- Aim of the exercise -
Reproduce the complete listing without any deviation.

- Records to use -
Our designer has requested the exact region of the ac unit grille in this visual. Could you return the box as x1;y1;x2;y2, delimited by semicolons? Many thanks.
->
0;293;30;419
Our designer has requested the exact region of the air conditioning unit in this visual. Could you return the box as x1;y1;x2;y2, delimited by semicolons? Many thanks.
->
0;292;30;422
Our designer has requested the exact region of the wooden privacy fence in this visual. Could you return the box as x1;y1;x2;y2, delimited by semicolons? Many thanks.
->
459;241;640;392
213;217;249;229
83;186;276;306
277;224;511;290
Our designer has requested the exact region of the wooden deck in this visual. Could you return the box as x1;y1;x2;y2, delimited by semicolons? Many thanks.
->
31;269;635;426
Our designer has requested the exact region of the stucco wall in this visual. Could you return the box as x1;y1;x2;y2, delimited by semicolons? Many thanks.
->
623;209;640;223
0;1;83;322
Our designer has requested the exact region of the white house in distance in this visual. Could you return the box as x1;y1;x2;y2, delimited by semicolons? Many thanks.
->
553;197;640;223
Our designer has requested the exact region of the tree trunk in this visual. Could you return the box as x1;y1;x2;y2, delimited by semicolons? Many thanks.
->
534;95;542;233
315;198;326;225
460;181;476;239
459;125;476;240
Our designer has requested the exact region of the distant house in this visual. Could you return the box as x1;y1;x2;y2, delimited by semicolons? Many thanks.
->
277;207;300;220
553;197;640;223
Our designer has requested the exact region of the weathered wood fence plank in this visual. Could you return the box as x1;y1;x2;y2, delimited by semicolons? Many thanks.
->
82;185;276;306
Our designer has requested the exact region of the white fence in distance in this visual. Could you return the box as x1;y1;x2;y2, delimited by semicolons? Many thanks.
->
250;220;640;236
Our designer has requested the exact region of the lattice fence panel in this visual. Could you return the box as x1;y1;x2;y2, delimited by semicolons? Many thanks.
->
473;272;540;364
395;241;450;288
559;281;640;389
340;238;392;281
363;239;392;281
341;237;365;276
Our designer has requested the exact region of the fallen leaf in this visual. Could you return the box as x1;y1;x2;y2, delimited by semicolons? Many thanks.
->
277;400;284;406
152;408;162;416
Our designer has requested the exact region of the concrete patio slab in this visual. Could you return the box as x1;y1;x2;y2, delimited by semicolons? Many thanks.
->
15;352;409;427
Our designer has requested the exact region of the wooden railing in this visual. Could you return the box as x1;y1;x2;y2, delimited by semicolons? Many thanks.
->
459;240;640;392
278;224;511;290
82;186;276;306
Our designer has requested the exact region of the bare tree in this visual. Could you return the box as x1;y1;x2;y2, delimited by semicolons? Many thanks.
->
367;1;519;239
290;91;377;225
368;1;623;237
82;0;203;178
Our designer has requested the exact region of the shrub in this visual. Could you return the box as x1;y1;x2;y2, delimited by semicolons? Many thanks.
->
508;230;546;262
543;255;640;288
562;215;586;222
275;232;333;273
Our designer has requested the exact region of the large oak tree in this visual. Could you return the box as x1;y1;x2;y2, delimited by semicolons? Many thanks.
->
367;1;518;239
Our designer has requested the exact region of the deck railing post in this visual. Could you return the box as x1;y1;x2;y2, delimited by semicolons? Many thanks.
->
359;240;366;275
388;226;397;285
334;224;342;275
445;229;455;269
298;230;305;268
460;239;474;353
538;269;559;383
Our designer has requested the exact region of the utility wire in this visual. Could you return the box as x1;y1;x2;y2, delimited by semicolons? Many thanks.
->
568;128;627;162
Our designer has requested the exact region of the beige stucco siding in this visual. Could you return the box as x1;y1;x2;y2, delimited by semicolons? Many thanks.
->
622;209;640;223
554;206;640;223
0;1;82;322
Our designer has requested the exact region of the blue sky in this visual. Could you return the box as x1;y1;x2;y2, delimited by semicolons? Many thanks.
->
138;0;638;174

- Response to the task -
Our designer has requested the exact region of the ac unit grille in this visual. Could you return the box as x1;y1;x2;y2, delimited by semicolons? Many thanks.
->
0;293;30;419
Our designer has requested the exact region of the air conditioning unit in this visual. Could you return the box as x1;y1;x2;y2, delimited by semicolons? Many thanks.
->
0;292;30;422
Our designer has requested the exact region of the wooden privacy fence in this visual. Could you return the box as x1;y1;x2;y2, delimited by semicolons? Many thanks.
->
459;241;640;392
213;217;249;229
83;186;276;306
277;224;511;290
Our designer has requested the exact region of the wooden deck in this visual. Could you return the box as x1;y1;x2;y2, delimited by semicolons? Many thanks.
->
31;269;635;426
Our designer has requested the exact region of the stucco wall in this visual. Could you return the box as x1;y1;x2;y2, delimited by semicolons? Many thanks.
->
623;209;640;223
0;1;83;322
Our designer has requested the exact region of the white house in distance in this visual. Could you return the box as x1;y1;x2;y2, delimited by semicolons? Many thanks.
->
553;197;640;223
Our designer has requested the exact region of the tree trunk in this visual. Could you return the box as x1;y1;x2;y2, delimited by semicolons? Many thanks.
->
534;95;542;233
315;198;326;225
460;181;476;239
459;125;476;240
Our designer has requested the exact region of the distant house in this visual. Could you return the box as x1;y1;x2;y2, delimited by semicolons? Many thanks.
->
277;207;300;220
553;197;640;223
Our designer has requested the exact region of the weathered wood fence plank in this visual. Could you return the box as x1;y1;x2;y2, delimited by semicolons? Many thanks.
->
82;185;276;306
Our designer has requested the exact region of the white fence in distance in this visual. Could you return the box as x1;y1;x2;y2, delimited by semicolons? Many thanks.
->
250;220;640;236
Our designer has requested the exact region of the lattice fence panel in this visual. Could you return the box as x1;y1;x2;y2, delimited by semicolons? Many thanks.
->
473;272;540;364
395;241;450;288
559;281;640;389
340;238;392;281
363;239;392;281
341;237;365;276
Our designer has requested the exact region of the fallen leaf in this visual. Could you return the box as x1;y1;x2;y2, delimited by semicolons? Many thanks.
->
277;400;284;406
152;408;162;416
Our designer has requested the exact region of the concrete patio slab in this visual. Could you return the box as x1;y1;x2;y2, delimited by semicolons? Many thanks.
->
15;352;409;427
Our designer has requested the exact region of the wooden railing in this visual. Could you return the box as x1;y1;x2;y2, delimited by semicolons? Many thanks.
->
459;240;640;392
278;224;511;290
82;186;276;306
Our designer has requested the exact region of the bare tree in this visual. Could you return the box as x1;y1;x2;y2, delimited by semicolons? Many thanks.
->
367;1;519;239
290;91;377;225
368;1;623;237
82;0;203;178
Our designer has requested the exact region of the shrub in this visual. Could you return the box as x1;y1;x2;y2, delimited by semicolons? Many thanks.
->
508;230;546;262
543;255;640;288
562;215;586;222
275;232;333;273
Our designer has requested the exact region of the large oak tree in this visual. Could you return the box as x1;y1;x2;y2, delimited by semicolons? Many thanks.
->
367;1;518;239
Our designer has requested the exact region of the deck railing post in this visual. Could you return the box as x1;y1;x2;y2, delimited by semicolons? Many thanks.
->
359;240;366;275
388;226;397;285
334;224;342;275
445;229;455;269
298;230;305;268
460;239;474;353
538;269;559;383
Our designer has requested the exact region of the utility wire in this visual. Could you return the box as x1;y1;x2;y2, delimited by semicolons? Many thanks.
->
568;128;627;162
Our designer has requested the exact region of the beige stucco siding in this visual. Could you return the box as x1;y1;x2;y2, delimited by semicolons? Many thanks.
->
622;209;640;223
554;206;640;223
0;1;82;322
Our designer has requested the exact region of the blue sky in this visual. Could you return the box as x1;y1;x2;y2, delimited by semicolons? Many thanks.
->
138;0;638;174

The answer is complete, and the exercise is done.